Point annotation rows:

******************************

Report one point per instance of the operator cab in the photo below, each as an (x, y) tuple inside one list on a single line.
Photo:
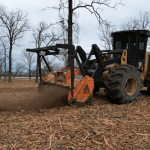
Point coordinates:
[(135, 42)]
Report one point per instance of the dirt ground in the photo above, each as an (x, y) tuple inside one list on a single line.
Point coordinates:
[(29, 121)]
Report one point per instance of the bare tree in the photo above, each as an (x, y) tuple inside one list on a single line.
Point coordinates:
[(29, 61), (105, 35), (14, 23), (3, 45), (139, 22), (19, 68), (44, 35), (94, 7)]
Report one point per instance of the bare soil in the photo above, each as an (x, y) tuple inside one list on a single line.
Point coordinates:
[(32, 120)]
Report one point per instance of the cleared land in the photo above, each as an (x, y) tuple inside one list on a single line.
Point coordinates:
[(25, 124)]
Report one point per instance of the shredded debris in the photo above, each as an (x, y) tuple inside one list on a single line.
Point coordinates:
[(100, 126)]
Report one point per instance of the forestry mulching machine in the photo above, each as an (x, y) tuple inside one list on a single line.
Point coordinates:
[(122, 71)]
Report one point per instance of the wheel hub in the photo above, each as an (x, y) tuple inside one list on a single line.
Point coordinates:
[(130, 86)]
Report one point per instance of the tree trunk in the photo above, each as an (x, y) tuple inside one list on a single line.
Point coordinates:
[(69, 26), (5, 67), (1, 70), (37, 72), (10, 50), (29, 73)]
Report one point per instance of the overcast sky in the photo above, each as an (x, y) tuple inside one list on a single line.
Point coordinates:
[(88, 23)]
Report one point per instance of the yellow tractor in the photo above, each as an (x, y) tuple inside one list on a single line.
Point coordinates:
[(122, 71)]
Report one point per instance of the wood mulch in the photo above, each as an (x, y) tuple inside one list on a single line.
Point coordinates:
[(100, 126)]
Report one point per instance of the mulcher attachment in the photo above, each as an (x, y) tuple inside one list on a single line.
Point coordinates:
[(83, 86)]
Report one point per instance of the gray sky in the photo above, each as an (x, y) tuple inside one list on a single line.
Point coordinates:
[(89, 25)]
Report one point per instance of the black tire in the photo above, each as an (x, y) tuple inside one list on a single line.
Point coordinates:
[(124, 84)]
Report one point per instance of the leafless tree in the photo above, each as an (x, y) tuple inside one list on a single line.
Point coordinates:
[(139, 22), (14, 23), (3, 45), (19, 68), (44, 35), (29, 61), (94, 7), (105, 35)]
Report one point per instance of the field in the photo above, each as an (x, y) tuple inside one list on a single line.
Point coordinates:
[(28, 120)]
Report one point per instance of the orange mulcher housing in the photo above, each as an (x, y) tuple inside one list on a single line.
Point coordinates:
[(83, 86)]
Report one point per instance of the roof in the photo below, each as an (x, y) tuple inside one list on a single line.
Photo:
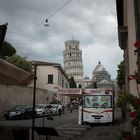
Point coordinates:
[(104, 82), (12, 75), (41, 63)]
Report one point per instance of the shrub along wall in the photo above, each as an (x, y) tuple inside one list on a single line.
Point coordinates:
[(13, 95)]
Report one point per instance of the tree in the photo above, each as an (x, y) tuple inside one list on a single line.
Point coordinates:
[(7, 49), (72, 83), (20, 62), (121, 75), (80, 86), (94, 85)]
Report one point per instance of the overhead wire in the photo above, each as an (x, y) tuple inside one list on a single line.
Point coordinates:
[(61, 7)]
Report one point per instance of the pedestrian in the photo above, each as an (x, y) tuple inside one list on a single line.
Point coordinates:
[(63, 109), (59, 109), (71, 108)]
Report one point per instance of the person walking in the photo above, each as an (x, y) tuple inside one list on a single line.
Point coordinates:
[(71, 108), (63, 109), (59, 109)]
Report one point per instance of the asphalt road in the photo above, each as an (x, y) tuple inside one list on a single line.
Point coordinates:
[(68, 129)]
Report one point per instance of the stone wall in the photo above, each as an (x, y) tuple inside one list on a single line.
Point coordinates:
[(13, 95)]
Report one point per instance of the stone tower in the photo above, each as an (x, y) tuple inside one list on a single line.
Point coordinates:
[(73, 64)]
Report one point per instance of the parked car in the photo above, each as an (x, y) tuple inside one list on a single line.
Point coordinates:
[(19, 112), (48, 109), (54, 109), (40, 109)]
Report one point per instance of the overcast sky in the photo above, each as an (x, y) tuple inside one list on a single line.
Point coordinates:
[(92, 22)]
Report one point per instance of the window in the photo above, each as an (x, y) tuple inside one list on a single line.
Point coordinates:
[(50, 79)]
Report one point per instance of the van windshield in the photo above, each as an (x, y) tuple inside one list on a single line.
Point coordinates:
[(98, 101)]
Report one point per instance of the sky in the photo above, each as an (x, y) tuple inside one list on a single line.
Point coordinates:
[(92, 22)]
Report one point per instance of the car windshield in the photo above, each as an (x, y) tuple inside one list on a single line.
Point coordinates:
[(54, 106), (98, 101), (40, 106), (20, 107)]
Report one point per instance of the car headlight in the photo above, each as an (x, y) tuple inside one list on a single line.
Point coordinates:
[(18, 113)]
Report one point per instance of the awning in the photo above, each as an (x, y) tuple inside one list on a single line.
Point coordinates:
[(12, 75), (70, 92)]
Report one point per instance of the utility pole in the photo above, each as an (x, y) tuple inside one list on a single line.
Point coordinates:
[(3, 29)]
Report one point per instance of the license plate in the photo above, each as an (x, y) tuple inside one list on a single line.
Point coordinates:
[(97, 121)]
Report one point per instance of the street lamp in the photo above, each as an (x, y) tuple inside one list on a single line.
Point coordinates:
[(34, 89), (34, 97)]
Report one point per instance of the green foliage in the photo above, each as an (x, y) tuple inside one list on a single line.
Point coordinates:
[(7, 49), (80, 86), (121, 75), (72, 83), (20, 62), (94, 85)]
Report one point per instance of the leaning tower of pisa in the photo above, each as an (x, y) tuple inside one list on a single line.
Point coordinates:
[(73, 64)]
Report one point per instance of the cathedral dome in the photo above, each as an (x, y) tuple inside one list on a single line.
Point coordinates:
[(99, 68)]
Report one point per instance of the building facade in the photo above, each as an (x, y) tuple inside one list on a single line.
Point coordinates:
[(51, 77), (73, 63), (100, 73), (128, 16)]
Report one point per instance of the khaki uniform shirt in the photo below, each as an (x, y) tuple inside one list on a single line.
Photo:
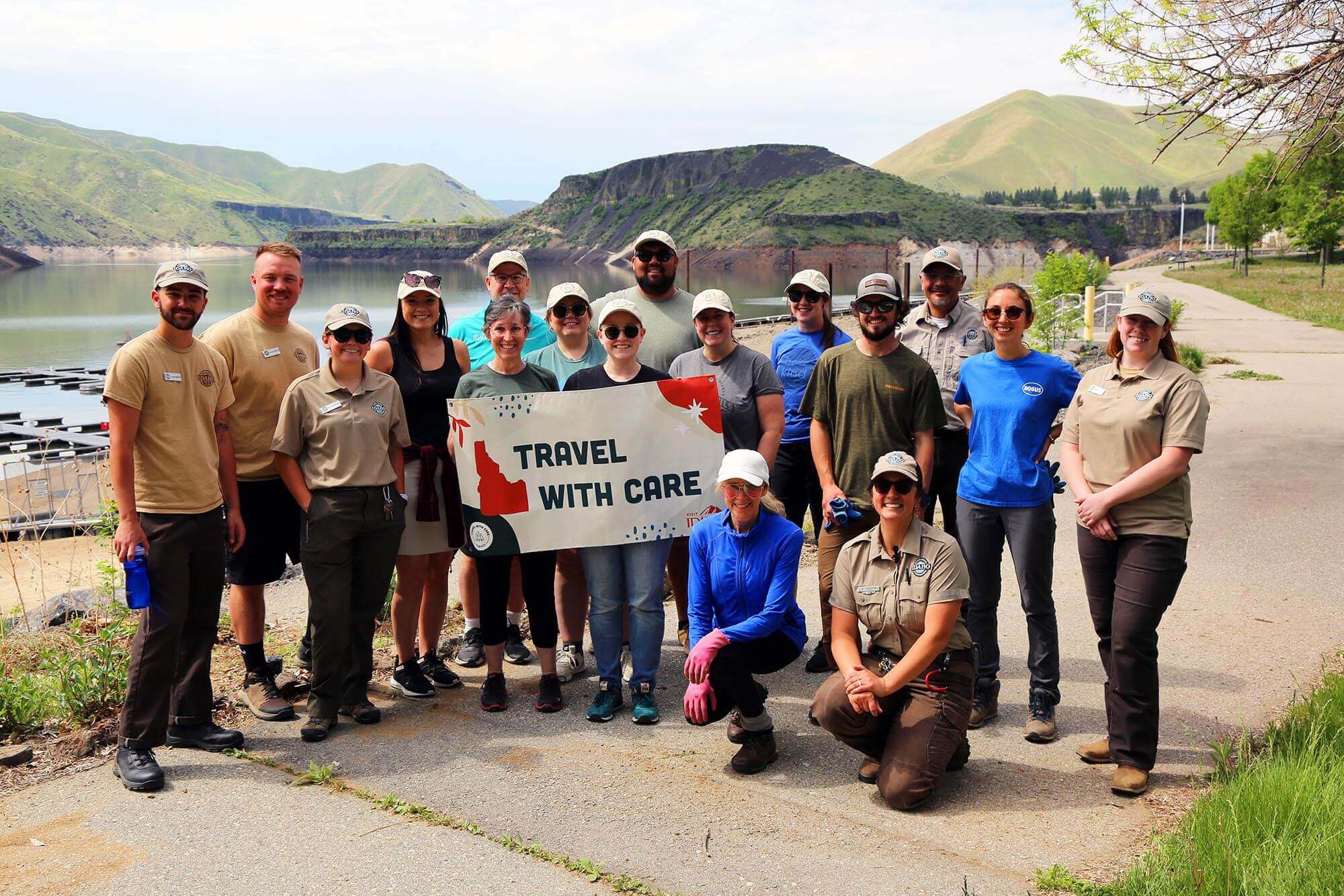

******************************

Copy every row above word for word, leaving out the pictures.

### Response to the exercise
Report one point per instance of the operator cab in the photo below, each as an (x, y) tuple inside one list on a single line.
Photo:
Point coordinates:
[(135, 42)]
Report one point per instance of the dirt ground in the photo above, each as an (x, y) tuple inside one list on a single line.
Point coordinates:
[(29, 121)]
Report one point per instance of the bare tree in the photo above, each as an (x, y) tuple inside one list on a single line.
Point coordinates:
[(29, 61), (105, 35), (14, 23), (3, 45), (139, 22), (19, 68), (44, 35), (94, 7)]
Report one point per instance of the bare soil in the photo above, each as an (x, y) tuple inside one list on a single line.
Point coordinates:
[(32, 120)]
Report one point per instance of the cleared land in the photo above, each as an (x, y) tuple inside one list on a single line.
Point coordinates:
[(25, 124)]
Report one point per instance of the shredded debris in the photo above, each as an (x, y) tuple inside one list on a single line.
Point coordinates:
[(100, 126)]
Report one point per instance of the forestry mulching machine in the photo above, each as an (x, y) tuple inside one list on a single line.
Point coordinates:
[(122, 71)]
Report one point per instance of the wheel hub in the photo above, each as an (x, y) tuple inside one list on a single line.
Point coordinates:
[(130, 86)]
Report one point per instance of the tree trunk in the photo above, each as an (x, y) tuple inside one list on a single line.
Point coordinates:
[(69, 26), (5, 67), (1, 70), (37, 72), (10, 50), (29, 73)]
Report one point per instance of the overcast sky in the photo above, each as an (x, y) tuple inside one list on a single line.
Point coordinates:
[(88, 23)]
Report one point per instance of the yellow tractor in the photo above, each as an (x, y) tuple inside one list on a single line.
Point coordinates:
[(122, 71)]
Report one point per instance of the wood mulch in the photo above, each as an (x, y) tuple inside one list on a single line.
Point coordinates:
[(100, 126)]
Report one point per instance of the mulcher attachment in the photo above, each as an (x, y) tuple inside one list on a single line.
Point coordinates:
[(83, 86)]
Report one point per instance of the gray sky in the photo above, each as an (x, y) tuple inside one list on a single line.
Point coordinates:
[(89, 25)]
Report one point per instance of the black tire in the photo above, each as an (x, y) tuple inside one list on a single line.
Point coordinates:
[(124, 84)]
Report one point per instance of the leafless tree in the photo above, each as an (x, y) tuple inside one list on a single line.
Point coordinates:
[(139, 22), (14, 23), (3, 45), (19, 68), (44, 35), (29, 61), (94, 7), (105, 35)]
Report one point per instance of the field in the photo above, each as an (x, y) tuple inside one list on a single line.
Point coordinates:
[(28, 120)]
Report one point per instance of the orange mulcher housing in the photo above, each as an (x, y) tuple inside one list on a single line.
Point coordinates:
[(83, 86)]
Report one point per instance of the roof in the photo below, each as an (x, y) tuple inside one list on a single line.
Photo:
Point coordinates:
[(104, 82), (12, 75), (41, 63)]
Report one point per instance of the shrub along wall in the photo above, each as an (x, y) tuple inside one list on a single line.
Point coordinates:
[(13, 95)]
Report one point per instance of the tree in the photo above, each as an (x, y) tuple inside one list on a single line.
Point coordinates:
[(7, 49), (72, 83), (20, 62), (121, 75), (80, 86), (94, 85)]
Report one point per instance of the overhead wire in the photo above, each as an (x, y) tuple inside one list on a single line.
Point coordinates:
[(61, 7)]
Report one point per instance of the pedestrian in the photo above, each as an (x, y) tuple inside one list on a single line.
Point coordinates:
[(63, 109), (59, 109), (71, 108)]
Report one point per instance of the person walking in the photo above, each as an (x, y) tuple inside one list on a single line.
Point coordinates:
[(71, 108), (63, 109), (59, 109)]
Report one point per instance of the asphalt road in the photo above, each as an (x, y) tuple inside one list on a single line.
Point coordinates:
[(68, 129)]
Report one point per instance of the stone wall in the photo above, each as an (x, y) tuple inside one list on a single line.
Point coordinates:
[(13, 95)]
Report one point per instance of the stone tower in the photo above, each as an (x, y) tuple inside one list on a single line.
Point coordinates:
[(73, 64)]
Report one point per instance of the parked car in the photo above, each as an (x, y) tuple inside one list on a single line.
Point coordinates:
[(19, 112), (48, 109), (54, 109), (40, 109)]
Report one point per instance of the overcast sky in the photo above, each as an (x, y) tuple inside one list on a single line.
Point coordinates:
[(92, 22)]
Report one point per instance of the window in the photo above, each as an (x, y) tuple inside one list on a single line.
Point coordinates:
[(50, 79)]
Report one point per instance of the van windshield in the photo above, each as an (x, y) tuple inside one list on a single line.
Point coordinates:
[(98, 101)]
Report one point per instance of the sky in the photo above, each as an (x, y) tuple inside one list on a single line.
Point coordinates:
[(92, 22)]
Report one point per instance of the car windshield in the photo above, each as an (x, y) tuple inside one list on a single line.
Point coordinates:
[(54, 106), (98, 101), (40, 106), (20, 107)]
Report one point per instance of the car headlight in the photo above, each as an (x, y) tuple inside one list on a single line.
Point coordinates:
[(18, 113)]
Report one point per instance of the awning in the photo above, each as an (x, y) tuple inside one list on a single line.
Point coordinates:
[(12, 75), (70, 92)]
Report one point per instance of the utility pole in the photo above, each as an (x, y) tuple inside one list on a single line.
Point coordinates:
[(3, 29)]
Report one point per instance of the license plate in the photo above, each as an (x, y) tuple inside one list on a single line.
Point coordinates:
[(97, 121)]
Report one point per instance of the street lamp in the photo above, each as an (x, y) tuple inside one list on a single line.
Point coordinates:
[(34, 89), (34, 97)]
Report one point per instance of the green foliage in the photo above, each as an (x, y) tuple inside one list on a single line.
Point coordinates:
[(7, 49), (80, 86), (121, 75), (72, 83), (20, 62), (94, 85)]
Report one point per instance of the leaning tower of pisa in the photo above, each as an (x, y) tuple inside one list on a single line.
Point coordinates:
[(73, 64)]
Report one point per instance of the cathedral dome in the photo above, each as an (x, y) tuple inside one list on a single line.
Point coordinates:
[(99, 68)]
Report one point per instance of the building facade in the photo above, each as an (x, y) tuple inside one list on a single line.
Point coordinates:
[(51, 77), (73, 63), (100, 73), (128, 16)]
Report one point per instance of the khaki uniform shirt in the photo below, each as an (x, y) tuple inside one list on a single line.
Photo:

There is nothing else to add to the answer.